■ Passage ■
━━━━━━━━━━━━━━━━━━━━━━━━━━━━━━
By Edva Kashi

This month’s issue of Glamour magazine features a fascinating article on a phenomenon known as the purity ball—a lavish, expensive affair halfway between a debutante ball and a wedding, in which fathers pledge to protect the chastity of their precious young daughters. The girls are mostly teenagers, though the author mentions that at the ball she attended, at least one was a mere four years old.

Setting aside for a moment the inherent creepiness of thinking of a pre-kindergartener as a sexual being, the story raises an interesting question: does pledging to keep oneself “pure” really do anything?

Statistics seem to say no. According to a 2001 article in Time magazine, quoting a study by the National Institute of Child Health and Human Development, teens who make virginity pledges hold out an average of just 18 months longer than teens who don’t. And pledging teens are less likely to use protection, because they are less likely to know about it.
━━━━━━━━━━━━━━━━━━━━━━━━━━━━━━
■ Material supplied ■
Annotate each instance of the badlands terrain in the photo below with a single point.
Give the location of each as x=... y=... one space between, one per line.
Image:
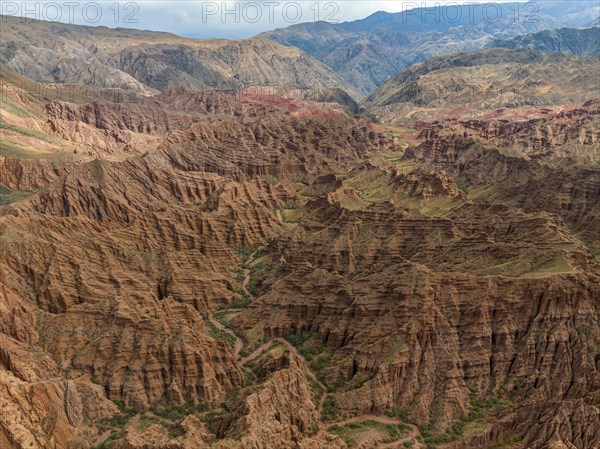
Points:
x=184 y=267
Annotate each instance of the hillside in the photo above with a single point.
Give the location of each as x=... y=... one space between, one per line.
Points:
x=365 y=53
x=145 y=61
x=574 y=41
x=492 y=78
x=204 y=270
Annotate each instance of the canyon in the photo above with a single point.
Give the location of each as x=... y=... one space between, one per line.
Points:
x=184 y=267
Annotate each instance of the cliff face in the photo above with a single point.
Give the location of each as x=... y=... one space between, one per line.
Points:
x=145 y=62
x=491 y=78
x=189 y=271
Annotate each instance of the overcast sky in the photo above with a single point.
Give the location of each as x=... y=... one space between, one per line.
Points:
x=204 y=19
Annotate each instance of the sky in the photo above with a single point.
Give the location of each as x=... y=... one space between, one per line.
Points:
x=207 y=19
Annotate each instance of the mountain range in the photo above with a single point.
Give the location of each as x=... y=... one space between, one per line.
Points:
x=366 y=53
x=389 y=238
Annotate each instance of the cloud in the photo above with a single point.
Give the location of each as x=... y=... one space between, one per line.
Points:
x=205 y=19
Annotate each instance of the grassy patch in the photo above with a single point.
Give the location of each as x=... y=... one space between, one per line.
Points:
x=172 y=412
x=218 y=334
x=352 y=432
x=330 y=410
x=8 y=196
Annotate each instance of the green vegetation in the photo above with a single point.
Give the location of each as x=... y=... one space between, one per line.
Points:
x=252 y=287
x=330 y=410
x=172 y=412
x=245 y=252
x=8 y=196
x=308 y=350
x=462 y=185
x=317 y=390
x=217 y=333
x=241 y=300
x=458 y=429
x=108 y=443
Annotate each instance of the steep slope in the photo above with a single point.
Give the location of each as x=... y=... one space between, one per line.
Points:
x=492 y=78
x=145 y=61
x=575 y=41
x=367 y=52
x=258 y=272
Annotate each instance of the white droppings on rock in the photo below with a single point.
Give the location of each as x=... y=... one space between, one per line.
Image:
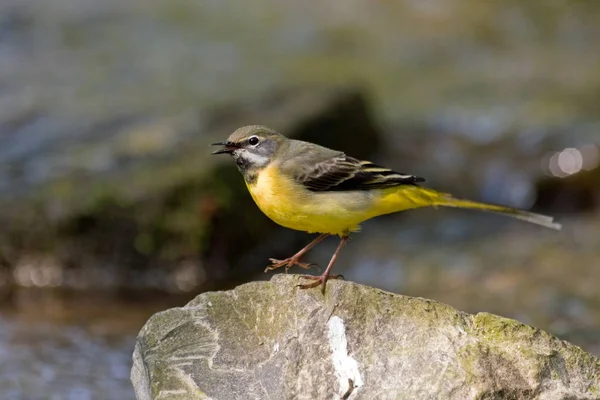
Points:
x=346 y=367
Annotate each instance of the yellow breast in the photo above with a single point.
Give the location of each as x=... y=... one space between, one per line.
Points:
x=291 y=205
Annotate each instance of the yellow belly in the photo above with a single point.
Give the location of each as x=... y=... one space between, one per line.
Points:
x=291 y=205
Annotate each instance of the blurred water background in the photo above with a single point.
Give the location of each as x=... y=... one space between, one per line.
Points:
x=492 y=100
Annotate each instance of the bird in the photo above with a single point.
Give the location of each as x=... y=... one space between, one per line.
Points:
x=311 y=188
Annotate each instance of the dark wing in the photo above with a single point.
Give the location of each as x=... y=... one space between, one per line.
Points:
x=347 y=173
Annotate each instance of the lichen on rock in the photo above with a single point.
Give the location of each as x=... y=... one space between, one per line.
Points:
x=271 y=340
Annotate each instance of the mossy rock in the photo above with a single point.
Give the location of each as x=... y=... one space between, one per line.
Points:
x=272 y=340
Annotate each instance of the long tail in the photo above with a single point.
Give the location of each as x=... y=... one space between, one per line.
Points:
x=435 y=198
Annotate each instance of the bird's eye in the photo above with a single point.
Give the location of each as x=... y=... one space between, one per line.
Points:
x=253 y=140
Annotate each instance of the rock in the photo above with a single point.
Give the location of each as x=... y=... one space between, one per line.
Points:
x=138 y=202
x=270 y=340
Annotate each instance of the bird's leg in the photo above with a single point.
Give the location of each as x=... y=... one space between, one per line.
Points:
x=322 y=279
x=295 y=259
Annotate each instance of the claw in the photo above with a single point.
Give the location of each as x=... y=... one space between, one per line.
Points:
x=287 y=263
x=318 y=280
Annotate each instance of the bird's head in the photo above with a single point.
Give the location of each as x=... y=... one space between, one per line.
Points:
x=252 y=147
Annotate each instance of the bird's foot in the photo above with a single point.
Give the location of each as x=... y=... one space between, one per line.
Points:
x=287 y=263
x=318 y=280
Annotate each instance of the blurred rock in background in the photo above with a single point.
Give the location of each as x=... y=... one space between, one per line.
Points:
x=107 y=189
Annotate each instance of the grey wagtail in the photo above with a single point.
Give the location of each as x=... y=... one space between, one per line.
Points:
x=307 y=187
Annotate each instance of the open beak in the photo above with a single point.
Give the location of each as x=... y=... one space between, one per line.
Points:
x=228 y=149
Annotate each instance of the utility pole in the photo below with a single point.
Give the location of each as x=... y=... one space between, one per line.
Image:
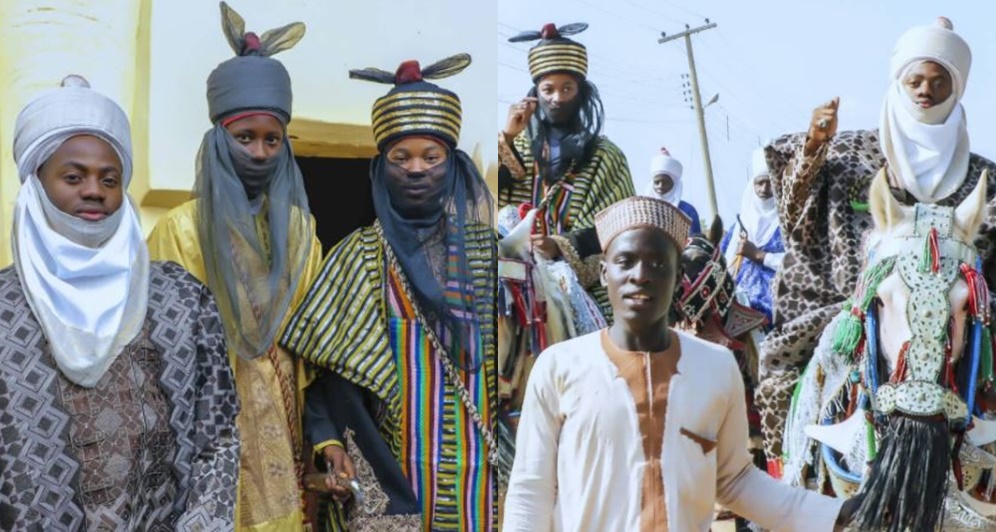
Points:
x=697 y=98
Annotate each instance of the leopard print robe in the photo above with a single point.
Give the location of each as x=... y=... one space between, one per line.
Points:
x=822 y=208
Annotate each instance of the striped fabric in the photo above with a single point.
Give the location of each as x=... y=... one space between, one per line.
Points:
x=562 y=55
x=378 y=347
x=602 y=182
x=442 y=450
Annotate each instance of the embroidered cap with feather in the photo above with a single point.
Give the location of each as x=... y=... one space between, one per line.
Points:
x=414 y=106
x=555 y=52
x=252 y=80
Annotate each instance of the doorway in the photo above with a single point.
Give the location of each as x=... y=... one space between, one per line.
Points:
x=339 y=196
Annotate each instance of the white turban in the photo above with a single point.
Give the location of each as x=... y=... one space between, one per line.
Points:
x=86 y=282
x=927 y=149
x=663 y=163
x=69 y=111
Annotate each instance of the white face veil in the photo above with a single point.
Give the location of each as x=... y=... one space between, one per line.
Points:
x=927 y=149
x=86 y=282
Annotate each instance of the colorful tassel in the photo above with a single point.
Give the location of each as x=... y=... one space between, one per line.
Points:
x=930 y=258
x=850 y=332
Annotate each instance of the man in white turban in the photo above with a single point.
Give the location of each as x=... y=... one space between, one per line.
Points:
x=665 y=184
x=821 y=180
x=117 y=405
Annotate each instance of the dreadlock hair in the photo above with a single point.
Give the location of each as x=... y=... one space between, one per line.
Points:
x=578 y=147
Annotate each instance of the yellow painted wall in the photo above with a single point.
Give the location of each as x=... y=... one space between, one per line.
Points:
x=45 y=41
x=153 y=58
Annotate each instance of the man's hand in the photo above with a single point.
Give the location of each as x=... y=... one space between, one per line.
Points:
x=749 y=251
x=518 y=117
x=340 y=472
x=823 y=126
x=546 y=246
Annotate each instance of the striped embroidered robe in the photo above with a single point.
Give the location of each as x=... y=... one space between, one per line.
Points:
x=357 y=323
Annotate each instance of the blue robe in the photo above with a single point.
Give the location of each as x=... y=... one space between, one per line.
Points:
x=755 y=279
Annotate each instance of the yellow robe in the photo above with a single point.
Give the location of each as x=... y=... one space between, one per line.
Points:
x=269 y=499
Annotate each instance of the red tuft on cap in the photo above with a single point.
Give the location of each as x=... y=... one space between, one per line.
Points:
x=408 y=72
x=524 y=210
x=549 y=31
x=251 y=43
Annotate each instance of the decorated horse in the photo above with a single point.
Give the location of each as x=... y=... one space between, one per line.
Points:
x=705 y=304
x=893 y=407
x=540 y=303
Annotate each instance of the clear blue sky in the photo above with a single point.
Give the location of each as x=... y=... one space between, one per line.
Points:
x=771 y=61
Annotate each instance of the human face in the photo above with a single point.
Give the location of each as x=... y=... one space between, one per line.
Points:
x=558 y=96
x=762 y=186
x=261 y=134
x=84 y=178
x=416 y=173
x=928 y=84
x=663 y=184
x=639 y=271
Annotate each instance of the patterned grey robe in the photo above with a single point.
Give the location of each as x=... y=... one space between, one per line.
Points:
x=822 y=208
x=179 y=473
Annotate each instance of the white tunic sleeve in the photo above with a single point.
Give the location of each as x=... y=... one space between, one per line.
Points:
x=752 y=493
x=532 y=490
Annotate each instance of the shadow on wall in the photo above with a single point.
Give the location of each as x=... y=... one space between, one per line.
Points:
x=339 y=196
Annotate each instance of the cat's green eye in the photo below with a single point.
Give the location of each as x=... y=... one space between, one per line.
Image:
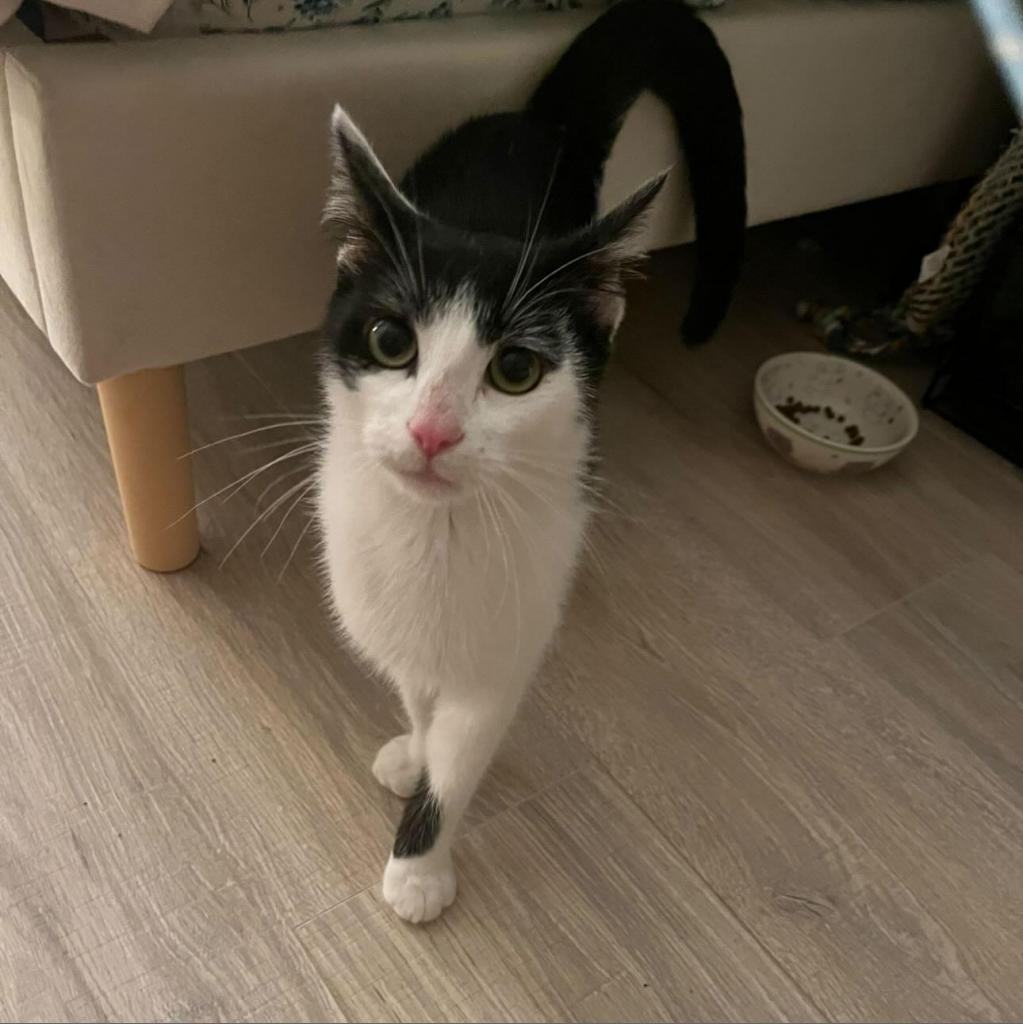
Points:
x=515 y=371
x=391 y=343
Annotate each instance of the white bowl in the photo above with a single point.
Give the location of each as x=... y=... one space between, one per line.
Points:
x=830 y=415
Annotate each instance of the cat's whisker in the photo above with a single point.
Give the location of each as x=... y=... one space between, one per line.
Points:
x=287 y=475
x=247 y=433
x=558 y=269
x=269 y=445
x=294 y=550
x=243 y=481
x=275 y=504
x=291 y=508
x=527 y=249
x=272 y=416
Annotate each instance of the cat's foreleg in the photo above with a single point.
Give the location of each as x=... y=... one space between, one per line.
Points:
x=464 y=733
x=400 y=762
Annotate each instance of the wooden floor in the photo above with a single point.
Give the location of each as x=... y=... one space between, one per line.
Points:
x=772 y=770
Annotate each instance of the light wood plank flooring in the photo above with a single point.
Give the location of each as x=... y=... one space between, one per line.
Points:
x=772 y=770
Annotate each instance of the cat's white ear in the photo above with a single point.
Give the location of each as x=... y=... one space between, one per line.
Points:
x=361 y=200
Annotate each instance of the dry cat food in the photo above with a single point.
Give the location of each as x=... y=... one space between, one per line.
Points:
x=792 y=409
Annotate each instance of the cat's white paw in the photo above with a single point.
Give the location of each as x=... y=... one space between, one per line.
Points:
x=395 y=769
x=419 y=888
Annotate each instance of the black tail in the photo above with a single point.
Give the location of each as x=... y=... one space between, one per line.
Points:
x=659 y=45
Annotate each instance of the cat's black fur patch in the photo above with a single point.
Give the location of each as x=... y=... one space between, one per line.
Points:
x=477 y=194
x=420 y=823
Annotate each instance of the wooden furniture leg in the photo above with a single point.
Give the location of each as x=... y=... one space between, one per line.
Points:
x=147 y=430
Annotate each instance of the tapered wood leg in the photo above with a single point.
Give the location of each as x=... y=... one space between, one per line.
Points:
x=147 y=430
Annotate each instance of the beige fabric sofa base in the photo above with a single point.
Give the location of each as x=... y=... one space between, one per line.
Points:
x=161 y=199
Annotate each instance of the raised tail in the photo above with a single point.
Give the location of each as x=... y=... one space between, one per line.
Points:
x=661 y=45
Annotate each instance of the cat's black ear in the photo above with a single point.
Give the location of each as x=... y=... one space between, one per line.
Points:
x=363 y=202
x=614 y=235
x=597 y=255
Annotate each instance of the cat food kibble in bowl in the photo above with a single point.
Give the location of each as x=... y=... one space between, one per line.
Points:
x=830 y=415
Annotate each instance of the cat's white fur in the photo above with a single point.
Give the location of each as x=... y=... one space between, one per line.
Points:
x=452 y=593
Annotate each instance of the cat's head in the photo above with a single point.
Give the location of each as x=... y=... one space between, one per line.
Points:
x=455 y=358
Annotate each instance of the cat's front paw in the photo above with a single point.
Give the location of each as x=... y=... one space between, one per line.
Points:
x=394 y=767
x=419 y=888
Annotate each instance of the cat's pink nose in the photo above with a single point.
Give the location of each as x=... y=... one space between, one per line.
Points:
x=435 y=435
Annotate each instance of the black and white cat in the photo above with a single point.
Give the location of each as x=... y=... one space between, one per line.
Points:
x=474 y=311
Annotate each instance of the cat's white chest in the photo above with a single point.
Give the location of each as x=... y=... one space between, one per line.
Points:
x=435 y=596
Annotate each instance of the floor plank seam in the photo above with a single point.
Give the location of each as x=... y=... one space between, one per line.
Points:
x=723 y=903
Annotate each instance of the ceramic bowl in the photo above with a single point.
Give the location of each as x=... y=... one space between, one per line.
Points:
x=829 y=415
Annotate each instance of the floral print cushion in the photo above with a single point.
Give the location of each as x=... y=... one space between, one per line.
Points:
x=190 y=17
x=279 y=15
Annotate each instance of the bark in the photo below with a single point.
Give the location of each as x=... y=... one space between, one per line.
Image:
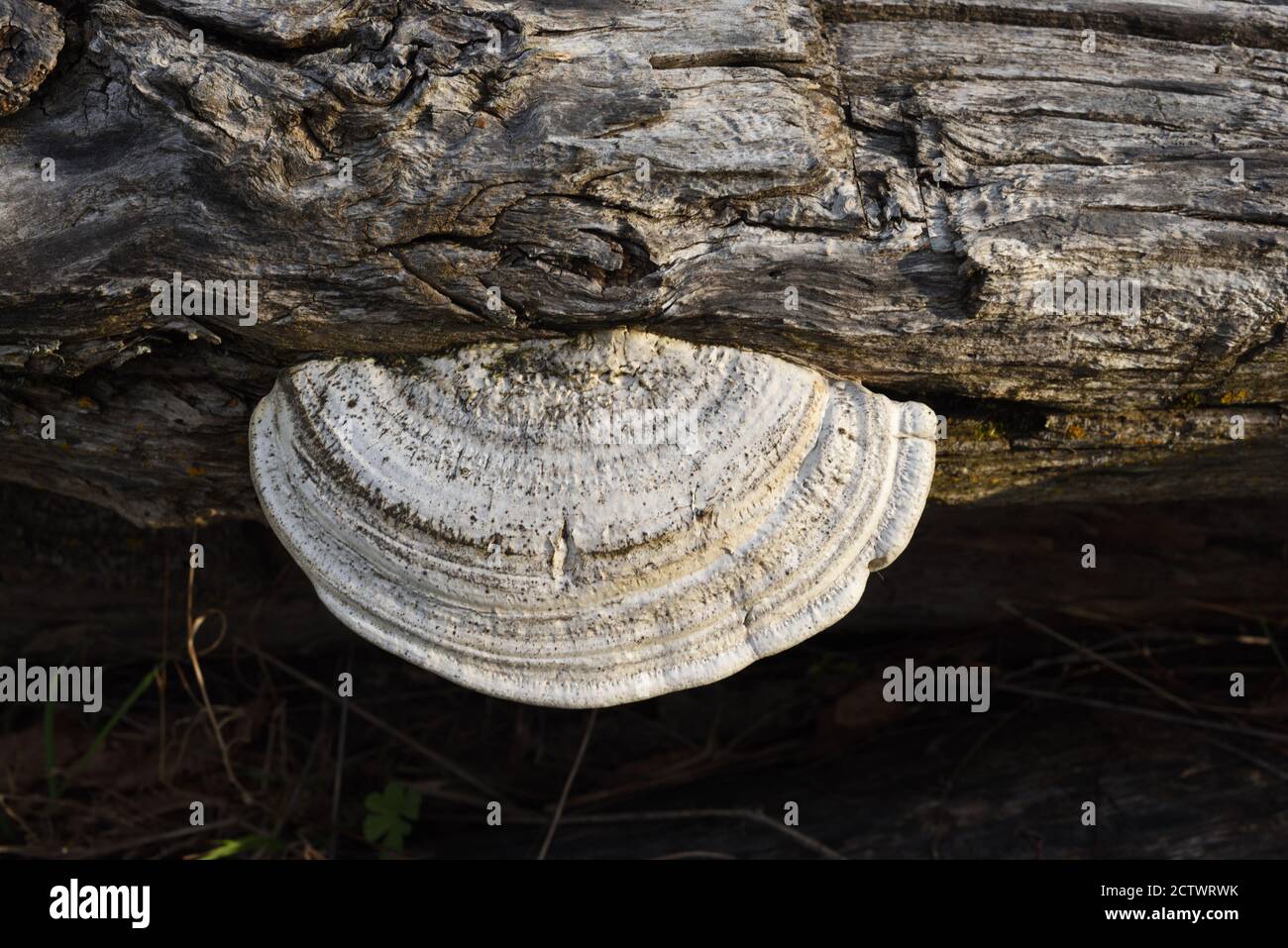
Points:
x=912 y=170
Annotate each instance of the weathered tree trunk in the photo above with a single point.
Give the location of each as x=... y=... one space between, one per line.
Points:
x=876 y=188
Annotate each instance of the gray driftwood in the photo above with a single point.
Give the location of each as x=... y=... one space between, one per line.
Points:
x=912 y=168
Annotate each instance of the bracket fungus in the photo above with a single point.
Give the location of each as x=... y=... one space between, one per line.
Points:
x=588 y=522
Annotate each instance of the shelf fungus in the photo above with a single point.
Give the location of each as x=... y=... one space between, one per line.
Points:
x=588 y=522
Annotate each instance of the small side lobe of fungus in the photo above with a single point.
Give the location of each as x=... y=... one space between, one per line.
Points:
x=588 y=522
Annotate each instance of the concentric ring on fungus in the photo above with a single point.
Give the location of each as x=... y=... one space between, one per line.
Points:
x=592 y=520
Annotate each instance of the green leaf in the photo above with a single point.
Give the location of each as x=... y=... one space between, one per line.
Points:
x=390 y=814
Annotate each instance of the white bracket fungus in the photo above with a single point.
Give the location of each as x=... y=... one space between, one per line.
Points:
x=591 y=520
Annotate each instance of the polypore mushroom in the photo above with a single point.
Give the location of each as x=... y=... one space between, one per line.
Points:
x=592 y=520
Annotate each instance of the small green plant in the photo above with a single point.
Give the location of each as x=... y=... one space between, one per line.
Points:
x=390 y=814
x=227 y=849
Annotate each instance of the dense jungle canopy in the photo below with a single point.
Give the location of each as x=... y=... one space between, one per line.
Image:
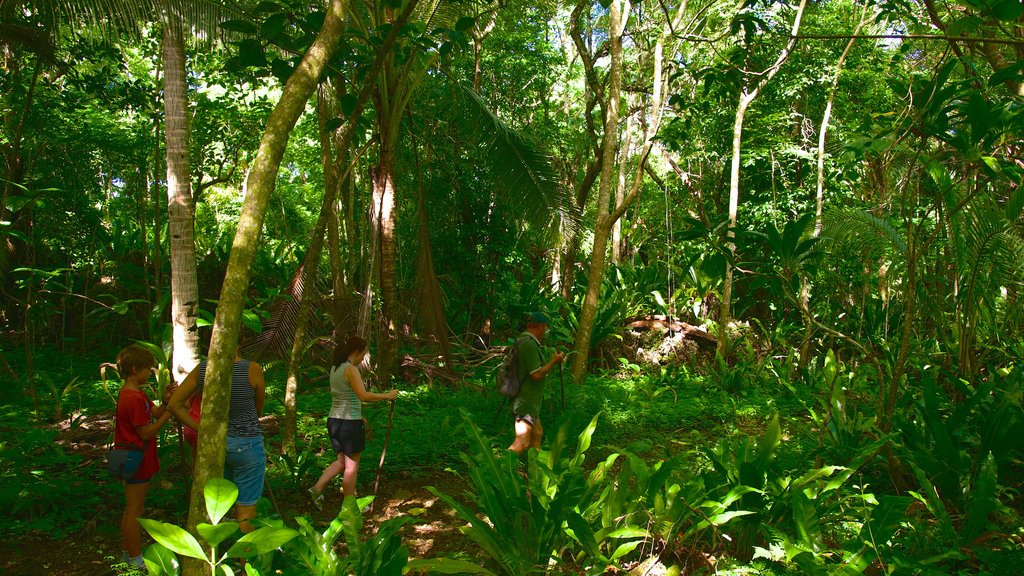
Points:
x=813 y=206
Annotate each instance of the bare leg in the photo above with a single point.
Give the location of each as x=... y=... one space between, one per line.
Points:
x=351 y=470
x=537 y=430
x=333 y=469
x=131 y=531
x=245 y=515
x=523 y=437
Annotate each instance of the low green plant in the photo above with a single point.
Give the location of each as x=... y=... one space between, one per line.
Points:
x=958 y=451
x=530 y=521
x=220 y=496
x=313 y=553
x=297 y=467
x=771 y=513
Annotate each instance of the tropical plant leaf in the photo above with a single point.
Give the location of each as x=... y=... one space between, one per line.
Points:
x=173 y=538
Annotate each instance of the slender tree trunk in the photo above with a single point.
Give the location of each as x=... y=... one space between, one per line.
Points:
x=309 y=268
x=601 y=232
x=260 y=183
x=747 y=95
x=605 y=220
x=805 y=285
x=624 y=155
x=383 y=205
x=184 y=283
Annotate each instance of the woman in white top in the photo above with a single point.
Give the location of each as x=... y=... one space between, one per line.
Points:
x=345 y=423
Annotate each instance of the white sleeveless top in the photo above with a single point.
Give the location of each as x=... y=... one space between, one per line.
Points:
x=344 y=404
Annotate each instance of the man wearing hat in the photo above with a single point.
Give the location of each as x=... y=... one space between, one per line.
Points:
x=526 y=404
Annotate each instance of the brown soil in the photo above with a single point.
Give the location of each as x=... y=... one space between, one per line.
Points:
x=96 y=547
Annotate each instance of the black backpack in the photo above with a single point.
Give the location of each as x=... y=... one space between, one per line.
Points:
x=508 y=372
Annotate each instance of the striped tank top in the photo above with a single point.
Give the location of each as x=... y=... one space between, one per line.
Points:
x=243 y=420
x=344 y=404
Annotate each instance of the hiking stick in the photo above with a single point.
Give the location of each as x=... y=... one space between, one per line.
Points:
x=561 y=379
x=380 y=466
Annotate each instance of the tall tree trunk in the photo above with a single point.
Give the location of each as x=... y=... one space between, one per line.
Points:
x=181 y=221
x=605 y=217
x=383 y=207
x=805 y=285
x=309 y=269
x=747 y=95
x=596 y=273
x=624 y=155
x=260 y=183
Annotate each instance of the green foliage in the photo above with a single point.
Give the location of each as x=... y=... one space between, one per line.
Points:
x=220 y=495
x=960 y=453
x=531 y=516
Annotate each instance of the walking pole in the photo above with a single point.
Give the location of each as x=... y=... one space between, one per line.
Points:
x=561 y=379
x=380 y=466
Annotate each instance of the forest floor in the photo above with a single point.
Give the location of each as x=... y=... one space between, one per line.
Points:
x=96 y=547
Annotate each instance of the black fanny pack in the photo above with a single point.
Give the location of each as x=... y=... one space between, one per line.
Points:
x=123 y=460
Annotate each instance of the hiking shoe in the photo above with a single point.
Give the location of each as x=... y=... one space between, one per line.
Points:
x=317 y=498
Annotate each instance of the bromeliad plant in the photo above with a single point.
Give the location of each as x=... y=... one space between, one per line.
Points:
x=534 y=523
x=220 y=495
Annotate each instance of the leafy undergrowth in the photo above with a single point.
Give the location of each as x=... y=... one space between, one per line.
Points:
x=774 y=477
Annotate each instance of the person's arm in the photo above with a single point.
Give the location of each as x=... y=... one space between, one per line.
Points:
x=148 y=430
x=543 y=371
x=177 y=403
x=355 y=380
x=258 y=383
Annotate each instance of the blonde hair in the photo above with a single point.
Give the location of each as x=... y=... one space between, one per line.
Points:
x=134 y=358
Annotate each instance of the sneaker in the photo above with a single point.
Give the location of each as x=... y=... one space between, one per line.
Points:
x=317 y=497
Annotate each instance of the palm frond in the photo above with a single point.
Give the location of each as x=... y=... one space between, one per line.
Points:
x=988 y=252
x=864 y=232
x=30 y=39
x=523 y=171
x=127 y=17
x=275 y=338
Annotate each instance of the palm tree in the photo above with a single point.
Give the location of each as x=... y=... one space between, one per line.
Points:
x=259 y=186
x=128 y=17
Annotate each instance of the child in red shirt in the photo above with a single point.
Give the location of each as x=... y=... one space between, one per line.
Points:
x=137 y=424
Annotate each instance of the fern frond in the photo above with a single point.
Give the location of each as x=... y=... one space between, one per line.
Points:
━━━━━━━━━━━━━━━━━━━━━━━━━━━━━━
■ Exercise requirements ■
A. Condense the paragraph of the purity ball passage that begins "This month's issue of Glamour magazine" into a shorter version that keeps its main facts.
B. In one to three sentences, explain why the purity ball passage says teens who make virginity pledges are less likely to use protection.

■ Solution set ■
A. This month's Glamour has an article on purity balls: lavish, expensive events somewhere between a debutante ball and a wedding, where fathers pledge to protect their young daughters' chastity. Most of the girls are teenagers, but at the ball the author attended, at least one was only four.

B. Teens who make virginity pledges are less likely to use protection because they are less likely to know about it.